→ Extrait fourni
-.-.-

Cet amendement vise à ne pas supprimer la réquisition. Une telle suppression contribuerait à dissocier encore plus la gendarmerie des armées ; cela lui ferait perdre l'une des caractéristiques de son statut militaire. Vous nous dites, et je vous crois sincères, que vous souhaitez que la gendarmerie ne perde pas ce statut, mais dans le même temps, petit à petit, ce projet de loi le vide de sa substance !
Par souci de cohérence, je vous demande de revenir sur la suppression de la réquisition.
(L'amendement n° 13 , repoussé par la commission et le Gouvernement, n'est pas adopté.)
(L'article 2 est adopté.)
L'article 3 vise à renforcer les pouvoirs du préfet.
Il donne consécration législative à une situation qui existe déjà. En effet, le décret du 29 avril 2004 dispose que « le préfet de département a la charge de l'ordre public, de la sécurité et de la protection des populations ». Pourtant, il me semble que certaines précisions doivent être apportées, quant à la répartition des rôles et à la couverture du territoire.
En vertu de la présente loi, les unités territoriales de gendarmerie seront placées sous le contrôle direct du préfet. Concrètement, cela signifie que les préfets pourront réquisitionner dans leur département aussi bien des policiers que des gendarmes. Concomitant à une réduction d'effectifs dont prend acte la loi de finances – environ 8 300 postes seront supprimés d'ici à 2011, 3 500 dans la gendarmerie et 4 800 dans la police –, le rattachement hiérarchique est, certes, nécessaire, mais il doit se faire en prenant garde au rôle de chacun. La gendarmerie nationale, bien mieux ancrée dans nos territoires ruraux que la police nationale, ne doit pas servir de force d'appoint ou de variable d'ajustement, sauf, évidemment, en cas de situation difficile ; elle ne doit pas servir à combler le manque d'effectifs de la police nationale.
La nécessaire mutualisation des moyens ne doit pas être synonyme de régression pour la sécurité de nos concitoyens.
Il y a, en effet, un risque qu'entre la ville et la campagne, le fossé ne se creuse encore un peu plus en termes de présence des forces de l'ordre. Nous craignons que le préfet ne soit tenté, ou contraint, de redéployer les unités de gendarmerie dans les villes, au détriment des endroits plus reculés. Les territoires ruraux ont, eux aussi, besoin d'une présence forte et stable des gendarmes car, malheureusement, les grandes agglomérations n'ont pas le monopole de la délinquance – dans mon département, par exemple, le nombre de crimes et délits n'a cessé d'augmenter depuis le 1er janvier 2009.

-.-.-

→ Données fournies
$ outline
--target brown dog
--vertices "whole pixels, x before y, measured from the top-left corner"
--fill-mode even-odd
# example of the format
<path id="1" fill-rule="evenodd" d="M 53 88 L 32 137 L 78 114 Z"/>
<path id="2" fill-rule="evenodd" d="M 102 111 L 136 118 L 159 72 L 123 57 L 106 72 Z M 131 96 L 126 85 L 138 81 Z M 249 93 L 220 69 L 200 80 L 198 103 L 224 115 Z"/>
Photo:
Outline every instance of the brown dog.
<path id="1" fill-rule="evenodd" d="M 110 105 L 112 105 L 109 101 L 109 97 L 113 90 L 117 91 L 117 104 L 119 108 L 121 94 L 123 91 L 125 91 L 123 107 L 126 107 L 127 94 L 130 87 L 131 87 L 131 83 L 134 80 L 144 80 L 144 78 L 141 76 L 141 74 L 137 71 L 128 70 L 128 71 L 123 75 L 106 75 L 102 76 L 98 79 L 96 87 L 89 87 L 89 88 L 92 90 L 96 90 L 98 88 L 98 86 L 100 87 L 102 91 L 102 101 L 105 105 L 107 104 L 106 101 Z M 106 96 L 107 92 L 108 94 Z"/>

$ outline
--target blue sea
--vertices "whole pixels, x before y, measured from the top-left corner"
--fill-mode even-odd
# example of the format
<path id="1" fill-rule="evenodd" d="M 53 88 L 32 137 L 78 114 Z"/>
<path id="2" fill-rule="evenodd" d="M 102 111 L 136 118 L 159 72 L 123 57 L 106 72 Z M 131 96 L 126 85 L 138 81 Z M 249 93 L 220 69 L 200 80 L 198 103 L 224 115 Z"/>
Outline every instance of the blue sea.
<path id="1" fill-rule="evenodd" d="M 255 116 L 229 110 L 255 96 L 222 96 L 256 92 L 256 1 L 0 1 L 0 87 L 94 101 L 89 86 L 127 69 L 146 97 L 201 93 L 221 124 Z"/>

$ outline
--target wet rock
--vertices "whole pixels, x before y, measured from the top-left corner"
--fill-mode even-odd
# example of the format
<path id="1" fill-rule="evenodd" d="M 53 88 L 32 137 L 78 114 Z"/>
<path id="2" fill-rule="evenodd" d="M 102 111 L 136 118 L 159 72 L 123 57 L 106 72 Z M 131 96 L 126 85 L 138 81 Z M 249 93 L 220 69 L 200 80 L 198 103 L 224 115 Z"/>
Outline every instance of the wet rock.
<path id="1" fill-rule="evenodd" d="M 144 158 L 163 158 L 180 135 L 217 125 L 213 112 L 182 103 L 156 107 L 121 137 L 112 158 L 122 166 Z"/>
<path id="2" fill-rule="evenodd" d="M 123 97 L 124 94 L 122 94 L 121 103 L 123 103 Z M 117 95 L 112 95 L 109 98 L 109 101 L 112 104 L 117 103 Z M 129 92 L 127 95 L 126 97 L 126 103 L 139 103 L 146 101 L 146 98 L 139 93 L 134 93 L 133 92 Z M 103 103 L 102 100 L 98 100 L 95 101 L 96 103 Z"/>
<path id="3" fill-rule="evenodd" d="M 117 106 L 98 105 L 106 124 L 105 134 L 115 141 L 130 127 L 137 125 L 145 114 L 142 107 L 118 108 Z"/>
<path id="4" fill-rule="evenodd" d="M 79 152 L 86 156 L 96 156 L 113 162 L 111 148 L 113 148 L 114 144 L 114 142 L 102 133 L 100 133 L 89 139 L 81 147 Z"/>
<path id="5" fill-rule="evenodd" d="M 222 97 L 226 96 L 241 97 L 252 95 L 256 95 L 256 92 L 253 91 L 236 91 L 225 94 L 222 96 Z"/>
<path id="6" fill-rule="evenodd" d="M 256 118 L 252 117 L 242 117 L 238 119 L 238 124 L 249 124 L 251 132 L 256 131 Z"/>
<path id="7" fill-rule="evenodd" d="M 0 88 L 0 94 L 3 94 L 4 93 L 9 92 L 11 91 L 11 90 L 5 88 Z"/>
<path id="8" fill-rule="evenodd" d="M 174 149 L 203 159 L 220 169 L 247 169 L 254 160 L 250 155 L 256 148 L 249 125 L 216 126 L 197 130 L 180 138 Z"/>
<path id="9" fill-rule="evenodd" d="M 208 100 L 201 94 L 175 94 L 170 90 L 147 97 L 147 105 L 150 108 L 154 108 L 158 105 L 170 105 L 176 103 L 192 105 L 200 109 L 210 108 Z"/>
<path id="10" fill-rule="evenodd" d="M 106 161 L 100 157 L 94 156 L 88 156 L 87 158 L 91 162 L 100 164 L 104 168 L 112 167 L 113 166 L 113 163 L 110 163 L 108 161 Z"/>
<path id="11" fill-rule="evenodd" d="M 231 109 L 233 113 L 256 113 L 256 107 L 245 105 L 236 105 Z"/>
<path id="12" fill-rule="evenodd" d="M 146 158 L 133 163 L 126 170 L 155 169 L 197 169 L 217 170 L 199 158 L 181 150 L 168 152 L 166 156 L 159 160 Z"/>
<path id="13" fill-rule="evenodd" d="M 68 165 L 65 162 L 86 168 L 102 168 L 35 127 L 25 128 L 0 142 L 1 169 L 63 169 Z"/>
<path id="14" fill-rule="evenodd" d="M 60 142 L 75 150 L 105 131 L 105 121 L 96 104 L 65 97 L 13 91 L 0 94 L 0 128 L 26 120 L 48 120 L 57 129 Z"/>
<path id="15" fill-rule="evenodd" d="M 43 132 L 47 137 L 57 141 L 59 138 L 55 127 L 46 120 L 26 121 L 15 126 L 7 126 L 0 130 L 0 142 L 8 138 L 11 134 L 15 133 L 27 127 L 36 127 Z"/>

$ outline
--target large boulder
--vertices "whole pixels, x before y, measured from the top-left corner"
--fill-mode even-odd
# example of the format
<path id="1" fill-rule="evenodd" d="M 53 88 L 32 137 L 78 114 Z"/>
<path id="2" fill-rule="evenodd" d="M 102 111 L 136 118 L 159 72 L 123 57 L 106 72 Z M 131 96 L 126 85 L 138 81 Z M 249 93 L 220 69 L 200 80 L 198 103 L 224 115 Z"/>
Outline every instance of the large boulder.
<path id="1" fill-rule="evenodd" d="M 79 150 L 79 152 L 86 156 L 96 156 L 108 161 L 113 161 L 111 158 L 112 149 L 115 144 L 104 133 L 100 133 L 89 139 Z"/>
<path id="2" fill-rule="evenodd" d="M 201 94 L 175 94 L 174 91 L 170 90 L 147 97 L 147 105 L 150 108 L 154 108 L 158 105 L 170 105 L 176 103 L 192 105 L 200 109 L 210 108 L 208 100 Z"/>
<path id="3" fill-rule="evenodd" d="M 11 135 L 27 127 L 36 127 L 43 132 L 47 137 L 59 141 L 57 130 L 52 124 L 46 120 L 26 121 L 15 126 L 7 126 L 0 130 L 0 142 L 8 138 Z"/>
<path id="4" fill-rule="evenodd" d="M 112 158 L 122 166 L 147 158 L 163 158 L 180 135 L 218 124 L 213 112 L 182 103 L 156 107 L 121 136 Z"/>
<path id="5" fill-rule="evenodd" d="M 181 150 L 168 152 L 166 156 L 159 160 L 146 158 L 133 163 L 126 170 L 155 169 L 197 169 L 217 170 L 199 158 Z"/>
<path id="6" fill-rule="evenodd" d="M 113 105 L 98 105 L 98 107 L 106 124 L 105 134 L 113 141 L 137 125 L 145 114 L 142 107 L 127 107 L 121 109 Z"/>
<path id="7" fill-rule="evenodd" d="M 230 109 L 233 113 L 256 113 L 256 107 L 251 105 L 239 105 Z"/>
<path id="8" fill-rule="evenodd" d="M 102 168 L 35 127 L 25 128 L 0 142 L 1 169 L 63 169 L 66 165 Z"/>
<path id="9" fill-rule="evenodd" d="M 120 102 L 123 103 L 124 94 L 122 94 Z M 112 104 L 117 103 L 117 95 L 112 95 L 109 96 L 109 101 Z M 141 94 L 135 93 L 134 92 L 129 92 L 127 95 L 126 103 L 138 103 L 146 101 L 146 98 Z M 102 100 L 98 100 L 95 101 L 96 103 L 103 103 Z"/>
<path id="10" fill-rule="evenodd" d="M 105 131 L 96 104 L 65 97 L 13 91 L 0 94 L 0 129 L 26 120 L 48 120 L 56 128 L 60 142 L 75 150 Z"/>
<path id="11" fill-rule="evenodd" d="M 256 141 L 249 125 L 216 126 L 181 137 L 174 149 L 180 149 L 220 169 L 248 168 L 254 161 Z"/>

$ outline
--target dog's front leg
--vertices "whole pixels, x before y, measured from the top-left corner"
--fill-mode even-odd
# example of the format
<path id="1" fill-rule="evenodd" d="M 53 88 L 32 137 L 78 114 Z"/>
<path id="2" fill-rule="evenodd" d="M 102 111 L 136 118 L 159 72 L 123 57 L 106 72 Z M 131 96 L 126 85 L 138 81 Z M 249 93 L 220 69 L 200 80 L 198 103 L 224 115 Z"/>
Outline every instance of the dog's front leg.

-.-.-

→ Consignes
a) Dans l'intervention sur la gendarmerie, reprenez le passage en commençant par « Il y a, en effet, un » et en terminant par « 1er janvier 2009. », en substituant « ministre » à « préfet ».
b) Rédigez la suite de l'intervention sur la gendarmerie et les pouvoirs du préfet, à partir de sa dernière phrase.

→ Réponses par consigne
a)
Il y a, en effet, un risque qu'entre la ville et la campagne, le fossé ne se creuse encore un peu plus en termes de présence des forces de l'ordre. Nous craignons que le ministre ne soit tenté, ou contraint, de redéployer les unités de gendarmerie dans les villes, au détriment des endroits plus reculés. Les territoires ruraux ont, eux aussi, besoin d'une présence forte et stable des gendarmes car, malheureusement, les grandes agglomérations n'ont pas le monopole de la délinquance – dans mon département, par exemple, le nombre de crimes et délits n'a cessé d'augmenter depuis le 1er janvier 2009.

b)
Après l'article 1er qui place la gendarmerie sous l'autorité du ministre de l'intérieur, et l'article 2 qui supprime la réquisition, l'article 3 complète le dispositif. Il place les « responsables départementaux » des unités de services de la gendarmerie nationale sous l'autorité du préfet du département.
Cet article a été remanié par les sénateurs, qui n'approuvaient pas les intentions gouvernementales. Ainsi, ils ont encadré le champ de l'autorité du préfet en rappelant que celle-ci s'exerce « dans le respect du statut militaire ».
La version d'origine prévoyait de plus que tous les responsables de la gendarmerie seraient placés sous l'autorité du préfet.
Cet article introduit une double hiérarchie : la hiérarchie préfectorale s'insère à l'intérieur de la hiérarchie militaire de la gendarmerie nationale au niveau des départements.
Nous ne contestons pas le rôle de coordination confié aux préfets. En revanche, nous souhaitons éviter la subordination hiérarchique des forces de gendarmerie et la distorsion introduite dans la chaîne de commandement.
L'article 3 est source de dysfonctionnements. C'est pourquoi nous en demandons la suppression.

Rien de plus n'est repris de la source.